■ Problem details ■
Copy out the data so that nothing differs from the original.

■ Given records ■
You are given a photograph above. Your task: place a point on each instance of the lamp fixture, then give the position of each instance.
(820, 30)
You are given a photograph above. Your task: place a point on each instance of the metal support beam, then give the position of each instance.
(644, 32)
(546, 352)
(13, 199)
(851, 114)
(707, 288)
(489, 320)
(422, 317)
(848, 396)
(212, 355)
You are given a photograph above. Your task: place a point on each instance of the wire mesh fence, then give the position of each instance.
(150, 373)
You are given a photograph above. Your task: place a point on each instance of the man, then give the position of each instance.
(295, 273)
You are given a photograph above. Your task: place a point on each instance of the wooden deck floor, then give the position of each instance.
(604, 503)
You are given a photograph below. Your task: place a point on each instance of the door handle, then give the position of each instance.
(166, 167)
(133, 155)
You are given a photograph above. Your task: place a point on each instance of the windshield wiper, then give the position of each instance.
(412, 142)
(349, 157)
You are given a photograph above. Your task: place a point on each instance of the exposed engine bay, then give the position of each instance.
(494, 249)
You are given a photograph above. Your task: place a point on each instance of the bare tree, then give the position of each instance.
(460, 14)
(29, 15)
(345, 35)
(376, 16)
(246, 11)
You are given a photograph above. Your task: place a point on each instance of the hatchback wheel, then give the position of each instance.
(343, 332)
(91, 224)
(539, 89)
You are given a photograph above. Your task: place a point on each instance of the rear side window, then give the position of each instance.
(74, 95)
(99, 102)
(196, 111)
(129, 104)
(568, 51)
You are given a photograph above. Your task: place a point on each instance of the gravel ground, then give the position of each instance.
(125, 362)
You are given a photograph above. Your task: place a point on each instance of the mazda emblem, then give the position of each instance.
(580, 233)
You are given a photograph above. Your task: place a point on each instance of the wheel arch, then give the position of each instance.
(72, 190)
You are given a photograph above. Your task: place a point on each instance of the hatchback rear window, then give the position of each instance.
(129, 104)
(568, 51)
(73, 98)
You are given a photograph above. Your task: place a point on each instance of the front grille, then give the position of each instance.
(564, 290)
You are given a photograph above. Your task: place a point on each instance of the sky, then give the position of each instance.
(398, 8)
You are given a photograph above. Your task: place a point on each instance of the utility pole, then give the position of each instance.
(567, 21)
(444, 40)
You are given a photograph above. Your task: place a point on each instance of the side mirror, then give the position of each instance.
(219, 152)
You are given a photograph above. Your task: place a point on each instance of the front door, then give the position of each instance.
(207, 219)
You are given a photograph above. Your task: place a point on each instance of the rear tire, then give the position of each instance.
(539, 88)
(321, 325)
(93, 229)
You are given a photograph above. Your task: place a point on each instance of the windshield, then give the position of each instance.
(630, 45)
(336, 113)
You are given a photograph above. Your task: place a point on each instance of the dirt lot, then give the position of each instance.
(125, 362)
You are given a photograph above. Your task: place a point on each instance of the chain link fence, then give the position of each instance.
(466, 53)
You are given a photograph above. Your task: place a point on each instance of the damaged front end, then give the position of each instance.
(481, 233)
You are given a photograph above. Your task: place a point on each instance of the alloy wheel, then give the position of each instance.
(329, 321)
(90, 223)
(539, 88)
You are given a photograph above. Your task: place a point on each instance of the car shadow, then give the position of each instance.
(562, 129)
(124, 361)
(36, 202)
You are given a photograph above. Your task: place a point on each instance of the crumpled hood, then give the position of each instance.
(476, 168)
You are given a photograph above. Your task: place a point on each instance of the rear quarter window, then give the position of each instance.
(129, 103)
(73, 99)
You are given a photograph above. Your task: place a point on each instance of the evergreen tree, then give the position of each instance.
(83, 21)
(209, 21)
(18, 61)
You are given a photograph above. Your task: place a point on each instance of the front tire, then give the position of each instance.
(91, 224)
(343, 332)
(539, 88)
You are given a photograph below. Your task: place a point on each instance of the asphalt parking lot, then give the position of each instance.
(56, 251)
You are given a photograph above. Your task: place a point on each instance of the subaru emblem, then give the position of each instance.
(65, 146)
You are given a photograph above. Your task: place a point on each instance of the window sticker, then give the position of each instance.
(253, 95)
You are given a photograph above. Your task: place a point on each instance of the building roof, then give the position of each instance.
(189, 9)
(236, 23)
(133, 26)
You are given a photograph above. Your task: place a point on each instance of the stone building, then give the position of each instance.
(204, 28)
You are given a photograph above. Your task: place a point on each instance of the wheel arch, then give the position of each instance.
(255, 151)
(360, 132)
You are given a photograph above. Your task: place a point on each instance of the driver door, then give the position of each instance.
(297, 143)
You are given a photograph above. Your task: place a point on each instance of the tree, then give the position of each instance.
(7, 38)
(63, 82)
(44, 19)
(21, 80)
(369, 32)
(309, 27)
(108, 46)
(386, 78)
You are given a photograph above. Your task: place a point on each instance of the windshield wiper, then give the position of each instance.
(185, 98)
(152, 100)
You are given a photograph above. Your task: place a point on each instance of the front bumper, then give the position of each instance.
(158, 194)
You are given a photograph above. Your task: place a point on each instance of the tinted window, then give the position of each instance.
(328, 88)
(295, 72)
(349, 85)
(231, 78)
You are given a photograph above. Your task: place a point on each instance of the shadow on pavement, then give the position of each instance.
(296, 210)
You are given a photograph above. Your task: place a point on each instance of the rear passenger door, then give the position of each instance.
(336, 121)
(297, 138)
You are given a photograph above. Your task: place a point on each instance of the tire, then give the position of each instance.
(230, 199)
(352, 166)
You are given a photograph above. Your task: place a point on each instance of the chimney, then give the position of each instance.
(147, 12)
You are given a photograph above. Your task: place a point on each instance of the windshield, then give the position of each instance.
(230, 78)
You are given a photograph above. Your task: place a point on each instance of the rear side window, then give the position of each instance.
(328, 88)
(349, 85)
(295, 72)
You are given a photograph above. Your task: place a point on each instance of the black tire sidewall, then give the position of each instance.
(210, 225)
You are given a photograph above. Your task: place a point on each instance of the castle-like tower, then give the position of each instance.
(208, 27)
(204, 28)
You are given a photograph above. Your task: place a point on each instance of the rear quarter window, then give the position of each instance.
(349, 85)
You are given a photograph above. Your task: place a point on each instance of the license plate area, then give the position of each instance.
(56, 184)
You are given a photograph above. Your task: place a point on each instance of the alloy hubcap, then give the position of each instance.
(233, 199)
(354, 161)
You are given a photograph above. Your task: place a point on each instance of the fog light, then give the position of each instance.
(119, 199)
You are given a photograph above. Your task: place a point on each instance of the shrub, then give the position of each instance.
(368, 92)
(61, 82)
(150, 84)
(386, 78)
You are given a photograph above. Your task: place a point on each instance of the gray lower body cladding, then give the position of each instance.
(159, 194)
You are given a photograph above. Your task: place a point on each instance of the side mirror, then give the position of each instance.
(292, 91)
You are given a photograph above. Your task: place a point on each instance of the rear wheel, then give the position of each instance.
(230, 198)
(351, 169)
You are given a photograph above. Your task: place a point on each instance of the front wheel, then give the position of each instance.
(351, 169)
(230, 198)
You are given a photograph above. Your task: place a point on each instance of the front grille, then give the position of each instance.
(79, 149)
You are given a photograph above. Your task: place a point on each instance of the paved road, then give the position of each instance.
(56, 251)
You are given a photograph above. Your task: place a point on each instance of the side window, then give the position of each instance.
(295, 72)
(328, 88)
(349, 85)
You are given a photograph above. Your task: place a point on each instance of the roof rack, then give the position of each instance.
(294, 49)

■ Solution ■
You are given a photograph above. Your task: place a point on each instance of the lamp fixture, then give the position of each instance.
(820, 30)
You are given a photograph above. Your task: place a point on each instance of the metal support beam, then give the position of each instance.
(644, 32)
(546, 352)
(13, 199)
(851, 114)
(707, 288)
(489, 320)
(422, 317)
(848, 396)
(212, 355)
You are given a photograph above. Your task: place a point on each instance of the wire mesh fence, then give the position of each instance.
(150, 373)
You are given a photograph above. Your task: place a point on each instance of the man, then give the position of each instance.
(295, 273)
You are given a photograph above. Your task: place a point on each instance of the wooden deck floor, then give the position of each instance.
(604, 503)
You are given a photograph below. Your task: place a point on each instance of the door handle, then give the position of each instance.
(166, 167)
(133, 155)
You are given a photograph above. Your task: place a point on each instance of the windshield wiper, then give the position of each instance.
(412, 142)
(349, 157)
You are given a photograph above. Your task: place a point on each instance of the exposed engine bay, then give the position of each instance.
(494, 249)
You are given a photograph above. Your task: place a point on each instance of the bare tree, then give the position of each instance.
(460, 14)
(29, 15)
(345, 35)
(376, 16)
(246, 11)
You are given a photograph above. Your task: place a point on each instance of the hatchback wheel, then give the position of each instance.
(343, 332)
(91, 224)
(539, 89)
You are given a photograph above. Your task: place a point on each instance of the rear side window, then give the position of each instance.
(74, 95)
(99, 102)
(196, 111)
(129, 104)
(568, 51)
You are given a photograph above. Your task: place a point on each instance of the gravel ground, then give the position of each instance.
(125, 362)
You are given a photograph above. Your task: place a point on each instance of the mazda emblem, then give the position of each instance.
(580, 233)
You are given a photograph above. Your task: place a point on each instance of the wheel arch, then give the position of each instance.
(72, 190)
You are given a photograph above. Your task: place a point on each instance of the hatchback rear window, then give the position of each instance.
(129, 104)
(568, 51)
(73, 98)
You are given a photograph above. Your task: place a point on each instance of the front grille, then give the position of each instance.
(564, 290)
You are given a photograph above. Your task: place a point on each instance of the sky, then give the position of each instance.
(398, 8)
You are given a photograph above. Your task: place a point on each instance of the utility pole, then give the position of each instance.
(567, 21)
(444, 40)
You are given a photograph above. Your task: place a point on each instance of the side mirror, then give the position of each instance.
(219, 152)
You are given a photograph above. Your task: place a point on each instance of the front door, then give the position of each instance.
(207, 219)
You are given a photograph above. Your task: place a point on each instance of the rear tire, then give the position of each instance.
(539, 88)
(321, 325)
(93, 229)
You are given a photograph above. Your task: place a point on each instance of the windshield, then give the position of each instance.
(630, 45)
(336, 113)
You are given a photograph above. Your task: place a point on each instance of the dirt lot, then give the position of each instance.
(125, 362)
You are given a photograph above. Your task: place a point on each instance of the chain link fence, then give the position of each instance.
(466, 53)
You are given a photograph above. Your task: place a point on each instance of the damaged front end, then give the position of each instance.
(481, 233)
You are given a photograph above. Your task: place a point on each instance of the alloy wheel, then give the position of each instance.
(329, 321)
(90, 223)
(539, 88)
You are given a photograph above. Your task: place a point on each instance of the car shadow, then give the position of each instance.
(562, 129)
(124, 361)
(36, 202)
You are given a photograph above. Your task: place a point on each instance of the crumpled hood, then give the position of each instance.
(476, 168)
You are given a photograph above. Your task: place a point on each instance of the rear quarter window, then give the position of each instance.
(129, 103)
(73, 99)
You are given a photograph above. Your task: place a point on each instance of the evergreen tree, then give the position of each instance.
(83, 21)
(209, 21)
(18, 61)
You are given a photograph above. Your task: place a point on each instance of the front tire, then give the position of each instance.
(91, 224)
(343, 332)
(539, 88)
You are given a photograph below. Your task: place a point on each instance of the asphalt parking lot, then give the position of each instance.
(56, 251)
You are given a photograph above. Your task: place a point on each instance of the subaru emblem, then give the position of each instance.
(65, 146)
You are given a photograph above. Your task: place a point on each instance of the window sticker, then give the position of each instance.
(253, 95)
You are given a photograph above. Your task: place a point on each instance of the building roof, then give the position of each instance.
(189, 9)
(236, 23)
(133, 26)
You are given a photograph above. Your task: place a point on each instance of the stone building, then give the position of each instance.
(204, 28)
You are given a photograph above. Your task: place a point on each instance of the wheel arch, then give the position of each instance.
(255, 151)
(360, 132)
You are given a photograph above. Your task: place a point on each instance of the driver door, then give the position of each instance.
(297, 143)
You are given a photograph above. Your task: place a point on each instance of the tree, then give the position of each instance.
(7, 38)
(63, 82)
(44, 19)
(21, 80)
(369, 32)
(309, 27)
(108, 46)
(386, 78)
You are given a photograph above. Your task: place a point on each instance of the windshield wiper, then give the position of each instance.
(185, 98)
(152, 100)
You are given a photograph above. Your task: place a point on each instance of the front bumper, then give the position of each instance.
(158, 194)
You are given a photograph above. Your task: place a point on each instance of the tinted window, then give the position of each instance.
(328, 88)
(295, 72)
(349, 85)
(231, 78)
You are given a photograph above. Your task: place a point on each instance of the shadow on pavement, then give the position of each instance.
(296, 210)
You are given a photograph above. Your task: place a point on each instance of the rear passenger door, then give the position of each instance.
(336, 121)
(297, 138)
You are given a photograph above. Your task: place a point on each instance of the tire, then give the position of each instance.
(230, 199)
(352, 166)
You are given a photograph above. Your task: place a point on each instance of the chimney, then give the position of each instance.
(147, 12)
You are given a photograph above. Your task: place a point on each instance of the windshield, then give the position of each instance.
(230, 78)
You are given a photograph above. Your task: place a point on each instance of the rear side window, then give the position of each instance.
(328, 88)
(349, 85)
(295, 72)
You are given a photograph above. Your task: place a point on each instance of the black tire sidewall, then give the position of each instance.
(210, 225)
You are given a photograph above. Your task: place a point on each instance of the castle-like tower, then give the position of each instance.
(208, 27)
(204, 28)
You are given a photograph above. Your task: place a point on each instance of the rear quarter window, then give the position of each instance.
(349, 85)
You are given a photograph above. Your task: place a point on each instance of the license plate area, then give the position of each instance.
(56, 184)
You are given a photograph above. Your task: place a point on each instance of the alloy hubcap, then give the position of each instance.
(233, 199)
(354, 161)
You are given a photograph above. Your task: place a point on each instance of the fog light, then give the position of each instance.
(119, 199)
You are given a photograph above. Your task: place a point on each instance of the shrub, then give the position of each instance.
(368, 92)
(61, 82)
(150, 84)
(386, 78)
You are given a photograph above. Your task: place a point on each instance of the gray lower body cladding, then give the position of each instance.
(159, 194)
You are given a photograph above. Your task: place a point on each instance of the side mirror, then give the position of each instance.
(292, 91)
You are given a photograph above. Your task: place a point on each instance of the rear wheel, then give the position of each instance.
(230, 198)
(351, 169)
You are given a photograph above. Your task: place a point on each instance of the front wheel, then give the position of each instance.
(351, 169)
(230, 198)
You are given a photograph above. Your task: place a point on each instance of the front grille, then give the position of each instance.
(79, 149)
You are given a photograph above. Your task: place a point on each instance of the paved road, then give the position of each instance.
(56, 251)
You are given a photograph above. Your task: place a point on each instance of the side window, then give the position of each instance.
(295, 72)
(328, 88)
(349, 85)
You are given a photograph above. Your task: place a point on each instance of the roof rack, then give the position of each instance.
(294, 49)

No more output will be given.